**AIM A:** Transcribe the passage of the blog post that starts with "I wish I could" and runs through "on the presentations.".

**SOURCE DOCUMENT:**
= = = =

What’s funny is I was telling someone that I do realize some things need to be clearer, have better documentation, etc., but I haven’t had time to do that cause these people keep calling me.

Why, oh, why, can’t I get a handle on paperwork? Why do I wait until the pile is overflowing, spilling into the floor, before I go through it?

I wish I could hide away from people at work today, so I can get some things done.

Want to make a trip to the library and get some books I need. Maybe I’ll print out the references before I leave.

I need a day off. Can I take Friday? Maybe. Maybe I can let the kids come home that day. Oh, wait, can’t take Friday–running a workshop. Ugh.

Really need to work on the presentations.

Lists, I should make lists.

Put the headphones on and block everyone out.

Why won’t the snow go away?

One of the things the NYT article implied, but didn’t outright state, was that blogging was a little selfish. It was taking away time from the kids. I’ve been thinking about this lately, simply because my own extracurricular activities have taken some time away from things I could be doing with the kids. And the home kind of fell apart over the last few weeks. I mean, we were living on pb & j and hot dogs, mostly because I had too much other stuff to do, none of which I really had to do. The world does not need another novel and it won’t be the end of the world if I don’t finish the book club book. But I was driven, nonetheless. And I feel a little selfish when I take the time to do this. But in a way, I feel entitled. I sacrificed a lot when I had kids–career, money, and mostly time. Now that I feel like I can afford to regain some of that, I feel like I should rather than donate it all back to the kids.

I spent this afternoon at a play date and spent a lot of time talking to the mom–who has five kids, aged 9 mos. to 12. She works one morning a week. She has no time for herself. She’s very organized, but she has activities for the kids 4 out 5 days a week and one on Saturday. I really enjoyed talking to her, but I thought, wow, she would never understand my reading and writing habits.

= = = =

**INPUT FOR THIS TASK:**
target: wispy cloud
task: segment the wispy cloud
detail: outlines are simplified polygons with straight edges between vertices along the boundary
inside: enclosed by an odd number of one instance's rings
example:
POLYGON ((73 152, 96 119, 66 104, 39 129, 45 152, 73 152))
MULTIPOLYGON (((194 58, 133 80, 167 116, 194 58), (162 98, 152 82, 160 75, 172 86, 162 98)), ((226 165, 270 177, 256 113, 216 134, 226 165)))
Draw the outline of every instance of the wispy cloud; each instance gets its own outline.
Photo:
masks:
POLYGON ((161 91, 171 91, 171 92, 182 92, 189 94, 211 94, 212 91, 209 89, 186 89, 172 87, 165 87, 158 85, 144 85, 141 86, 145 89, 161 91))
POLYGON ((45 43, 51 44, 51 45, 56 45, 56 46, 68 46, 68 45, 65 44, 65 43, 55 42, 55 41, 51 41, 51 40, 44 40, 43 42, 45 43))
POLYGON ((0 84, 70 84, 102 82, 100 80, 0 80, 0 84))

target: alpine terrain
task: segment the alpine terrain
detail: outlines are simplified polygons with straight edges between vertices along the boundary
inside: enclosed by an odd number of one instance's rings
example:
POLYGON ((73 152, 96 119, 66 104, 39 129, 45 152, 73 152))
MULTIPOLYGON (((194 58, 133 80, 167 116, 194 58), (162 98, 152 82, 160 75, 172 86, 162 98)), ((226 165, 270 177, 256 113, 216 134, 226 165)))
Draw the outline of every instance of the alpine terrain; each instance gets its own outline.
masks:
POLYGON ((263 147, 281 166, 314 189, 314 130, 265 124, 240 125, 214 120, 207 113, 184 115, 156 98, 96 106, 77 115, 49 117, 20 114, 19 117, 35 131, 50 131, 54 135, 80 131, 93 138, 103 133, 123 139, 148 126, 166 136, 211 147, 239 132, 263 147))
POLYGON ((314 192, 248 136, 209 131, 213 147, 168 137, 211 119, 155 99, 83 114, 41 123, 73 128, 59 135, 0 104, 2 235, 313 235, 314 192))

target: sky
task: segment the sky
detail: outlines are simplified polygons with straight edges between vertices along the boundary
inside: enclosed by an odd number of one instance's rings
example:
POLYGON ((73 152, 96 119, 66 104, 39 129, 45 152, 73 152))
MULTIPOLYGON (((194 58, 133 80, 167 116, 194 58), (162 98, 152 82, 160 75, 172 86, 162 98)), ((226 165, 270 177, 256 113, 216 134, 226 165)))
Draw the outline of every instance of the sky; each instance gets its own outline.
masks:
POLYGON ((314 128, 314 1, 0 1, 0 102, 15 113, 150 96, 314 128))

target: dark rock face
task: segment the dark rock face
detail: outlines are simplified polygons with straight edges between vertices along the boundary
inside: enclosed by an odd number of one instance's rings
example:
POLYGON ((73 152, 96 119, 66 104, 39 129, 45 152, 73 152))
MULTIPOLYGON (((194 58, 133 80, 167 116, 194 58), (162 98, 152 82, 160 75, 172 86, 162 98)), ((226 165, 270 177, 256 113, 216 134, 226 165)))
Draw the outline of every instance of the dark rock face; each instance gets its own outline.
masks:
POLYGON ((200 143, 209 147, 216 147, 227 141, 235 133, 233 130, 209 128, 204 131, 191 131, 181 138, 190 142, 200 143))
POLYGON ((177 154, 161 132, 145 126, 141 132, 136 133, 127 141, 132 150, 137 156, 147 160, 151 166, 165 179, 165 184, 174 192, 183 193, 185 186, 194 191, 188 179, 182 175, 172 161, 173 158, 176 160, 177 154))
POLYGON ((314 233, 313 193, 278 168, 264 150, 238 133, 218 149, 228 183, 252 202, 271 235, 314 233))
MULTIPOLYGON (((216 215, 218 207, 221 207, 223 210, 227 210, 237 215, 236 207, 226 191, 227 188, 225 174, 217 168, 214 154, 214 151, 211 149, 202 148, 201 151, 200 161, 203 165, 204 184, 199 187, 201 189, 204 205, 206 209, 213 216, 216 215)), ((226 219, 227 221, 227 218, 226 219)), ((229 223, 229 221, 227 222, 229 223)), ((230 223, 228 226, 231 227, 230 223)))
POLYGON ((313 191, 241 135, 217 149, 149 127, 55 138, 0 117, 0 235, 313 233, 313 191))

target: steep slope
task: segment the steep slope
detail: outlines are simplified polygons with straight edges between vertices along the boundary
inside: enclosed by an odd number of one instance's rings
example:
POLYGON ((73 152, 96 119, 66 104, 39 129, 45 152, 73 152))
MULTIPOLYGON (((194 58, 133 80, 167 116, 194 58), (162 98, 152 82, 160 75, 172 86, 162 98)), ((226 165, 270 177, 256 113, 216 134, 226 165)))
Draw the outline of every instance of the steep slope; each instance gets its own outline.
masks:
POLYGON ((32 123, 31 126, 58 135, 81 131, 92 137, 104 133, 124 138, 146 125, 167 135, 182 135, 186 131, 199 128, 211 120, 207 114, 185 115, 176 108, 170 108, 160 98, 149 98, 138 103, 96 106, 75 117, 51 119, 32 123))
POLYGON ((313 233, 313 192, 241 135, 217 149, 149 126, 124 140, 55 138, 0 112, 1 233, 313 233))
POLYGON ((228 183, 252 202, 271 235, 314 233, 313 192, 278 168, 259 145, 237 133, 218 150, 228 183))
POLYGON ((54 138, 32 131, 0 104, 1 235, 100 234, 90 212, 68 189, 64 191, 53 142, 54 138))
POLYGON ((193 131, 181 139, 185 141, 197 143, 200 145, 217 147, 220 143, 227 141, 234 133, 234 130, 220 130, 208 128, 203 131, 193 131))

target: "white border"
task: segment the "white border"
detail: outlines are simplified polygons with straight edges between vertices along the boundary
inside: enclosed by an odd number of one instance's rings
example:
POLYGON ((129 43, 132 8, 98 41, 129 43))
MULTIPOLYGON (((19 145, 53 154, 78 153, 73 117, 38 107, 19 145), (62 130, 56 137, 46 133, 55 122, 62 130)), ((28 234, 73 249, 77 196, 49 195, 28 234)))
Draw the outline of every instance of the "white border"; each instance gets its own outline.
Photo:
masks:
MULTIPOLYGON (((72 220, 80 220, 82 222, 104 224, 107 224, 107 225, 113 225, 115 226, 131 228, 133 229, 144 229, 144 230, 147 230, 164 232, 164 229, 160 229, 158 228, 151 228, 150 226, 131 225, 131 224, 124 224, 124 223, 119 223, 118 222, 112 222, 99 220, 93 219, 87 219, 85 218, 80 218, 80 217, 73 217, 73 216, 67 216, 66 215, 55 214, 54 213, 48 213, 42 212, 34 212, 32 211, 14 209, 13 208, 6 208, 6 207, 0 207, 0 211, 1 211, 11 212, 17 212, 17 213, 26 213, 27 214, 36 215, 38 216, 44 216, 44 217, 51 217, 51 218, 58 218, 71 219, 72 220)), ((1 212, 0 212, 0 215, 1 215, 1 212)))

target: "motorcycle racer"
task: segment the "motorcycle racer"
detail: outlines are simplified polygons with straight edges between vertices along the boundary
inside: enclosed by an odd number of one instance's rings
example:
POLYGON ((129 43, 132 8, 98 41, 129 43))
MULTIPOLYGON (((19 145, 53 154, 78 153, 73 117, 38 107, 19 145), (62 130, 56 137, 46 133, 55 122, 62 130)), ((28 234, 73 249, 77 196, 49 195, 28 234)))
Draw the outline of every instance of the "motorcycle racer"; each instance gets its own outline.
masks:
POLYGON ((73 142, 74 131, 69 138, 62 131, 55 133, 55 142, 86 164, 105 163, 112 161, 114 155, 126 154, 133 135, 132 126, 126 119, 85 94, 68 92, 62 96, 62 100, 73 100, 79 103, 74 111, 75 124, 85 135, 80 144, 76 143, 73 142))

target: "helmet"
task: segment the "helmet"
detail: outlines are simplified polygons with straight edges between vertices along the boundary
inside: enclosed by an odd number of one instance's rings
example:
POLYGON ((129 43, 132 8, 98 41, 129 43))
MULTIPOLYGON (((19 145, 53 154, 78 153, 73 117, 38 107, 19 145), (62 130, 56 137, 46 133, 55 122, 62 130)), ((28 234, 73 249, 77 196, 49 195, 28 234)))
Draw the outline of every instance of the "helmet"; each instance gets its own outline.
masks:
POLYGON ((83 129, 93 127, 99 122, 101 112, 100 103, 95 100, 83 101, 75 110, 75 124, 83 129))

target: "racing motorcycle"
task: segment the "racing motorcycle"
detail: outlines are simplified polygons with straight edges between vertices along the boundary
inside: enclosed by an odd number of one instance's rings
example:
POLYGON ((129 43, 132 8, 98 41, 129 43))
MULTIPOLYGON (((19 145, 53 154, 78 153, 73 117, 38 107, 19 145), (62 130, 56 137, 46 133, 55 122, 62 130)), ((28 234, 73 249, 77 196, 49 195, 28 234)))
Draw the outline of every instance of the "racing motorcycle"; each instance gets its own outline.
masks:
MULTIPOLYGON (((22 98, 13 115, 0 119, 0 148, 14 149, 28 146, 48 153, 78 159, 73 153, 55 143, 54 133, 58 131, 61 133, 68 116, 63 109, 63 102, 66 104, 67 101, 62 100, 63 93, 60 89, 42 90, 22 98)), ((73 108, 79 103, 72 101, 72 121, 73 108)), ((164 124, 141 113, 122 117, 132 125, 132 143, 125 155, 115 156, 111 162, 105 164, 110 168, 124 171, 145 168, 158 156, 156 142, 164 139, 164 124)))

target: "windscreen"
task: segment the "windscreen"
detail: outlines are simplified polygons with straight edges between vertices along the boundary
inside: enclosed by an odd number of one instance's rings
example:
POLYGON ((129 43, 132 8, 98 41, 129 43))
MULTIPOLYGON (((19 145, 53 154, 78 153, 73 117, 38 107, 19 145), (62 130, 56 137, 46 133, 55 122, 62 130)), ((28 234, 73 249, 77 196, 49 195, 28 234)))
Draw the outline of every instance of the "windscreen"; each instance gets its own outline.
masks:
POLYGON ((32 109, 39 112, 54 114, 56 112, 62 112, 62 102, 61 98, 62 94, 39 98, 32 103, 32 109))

= = = =

**AIM B:** Restate word for word the lines of the listing starting with the line with "target: dark rock face" and going on through the line with "POLYGON ((313 191, 241".

**COMPLETE ANSWER A:**
I wish I could hide away from people at work today, so I can get some things done.

Want to make a trip to the library and get some books I need. Maybe I’ll print out the references before I leave.

I need a day off. Can I take Friday? Maybe. Maybe I can let the kids come home that day. Oh, wait, can’t take Friday–running a workshop. Ugh.

Really need to work on the presentations.

**COMPLETE ANSWER B:**
target: dark rock face
task: segment the dark rock face
detail: outlines are simplified polygons with straight edges between vertices along the boundary
inside: enclosed by an odd number of one instance's rings
example:
POLYGON ((73 152, 96 119, 66 104, 39 129, 45 152, 73 152))
MULTIPOLYGON (((194 58, 133 80, 167 116, 194 58), (162 98, 152 82, 160 75, 172 86, 162 98)), ((226 165, 270 177, 256 113, 216 134, 226 165)))
Draw the outline of every instance of the dark rock face; each instance gets its own outline.
masks:
POLYGON ((200 143, 209 147, 216 147, 227 141, 235 133, 233 130, 209 128, 204 131, 191 131, 181 138, 190 142, 200 143))
POLYGON ((177 154, 161 132, 145 126, 141 132, 136 133, 127 141, 132 150, 137 156, 147 160, 151 166, 165 179, 165 184, 174 192, 183 193, 185 186, 194 191, 188 179, 182 175, 172 161, 173 158, 176 160, 177 154))
POLYGON ((314 233, 313 193, 278 168, 264 150, 238 133, 218 149, 228 183, 252 202, 271 235, 314 233))
MULTIPOLYGON (((216 215, 218 207, 221 207, 223 210, 227 210, 237 215, 236 207, 226 191, 227 188, 225 174, 217 168, 214 154, 214 151, 211 149, 202 148, 201 151, 200 161, 203 165, 204 184, 199 187, 201 189, 204 205, 206 209, 213 216, 216 215)), ((226 219, 227 221, 227 218, 226 219)), ((229 223, 229 221, 227 222, 229 223)), ((230 223, 228 226, 231 227, 230 223)))
POLYGON ((313 191, 241 135, 217 149, 149 127, 55 138, 0 117, 0 235, 313 233, 313 191))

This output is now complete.